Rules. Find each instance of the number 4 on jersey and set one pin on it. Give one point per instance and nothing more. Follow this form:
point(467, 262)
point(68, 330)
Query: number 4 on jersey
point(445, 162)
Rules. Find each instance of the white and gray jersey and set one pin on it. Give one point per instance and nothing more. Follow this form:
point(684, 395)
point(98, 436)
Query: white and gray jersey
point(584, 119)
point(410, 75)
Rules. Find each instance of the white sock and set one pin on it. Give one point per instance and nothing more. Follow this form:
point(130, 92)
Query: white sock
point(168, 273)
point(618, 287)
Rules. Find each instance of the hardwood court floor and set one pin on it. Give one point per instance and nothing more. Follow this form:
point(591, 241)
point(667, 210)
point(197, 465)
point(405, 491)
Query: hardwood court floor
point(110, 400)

───

■ DIRECTIVE
Extract every line of the listing above and reproduce each one verbatim, in its original order and without any alteration.

■ THE REPLY
Rules. Find each instance of the number 4 on jersey and set one pin on it. Give one point per instance and nothing more. Follow this form:
point(467, 262)
point(68, 330)
Query: number 4 on jersey
point(445, 162)
Rules. Find each instance of the white and gray jersey and set one pin on it. Give one point per instance and nothing more. Follow this form:
point(684, 395)
point(98, 436)
Query: white and gray jersey
point(584, 119)
point(410, 75)
Rules. Find each instance of the white sock and set one pin on it. Give one point per instance and nothing more. Follow this form:
point(130, 92)
Query: white sock
point(168, 273)
point(618, 287)
Rules. Find each instance of the hardwood court floor and set one pin on it. Give one point per instance and nothing more. Follow this form:
point(591, 241)
point(667, 210)
point(197, 465)
point(405, 491)
Query: hardwood court floor
point(110, 400)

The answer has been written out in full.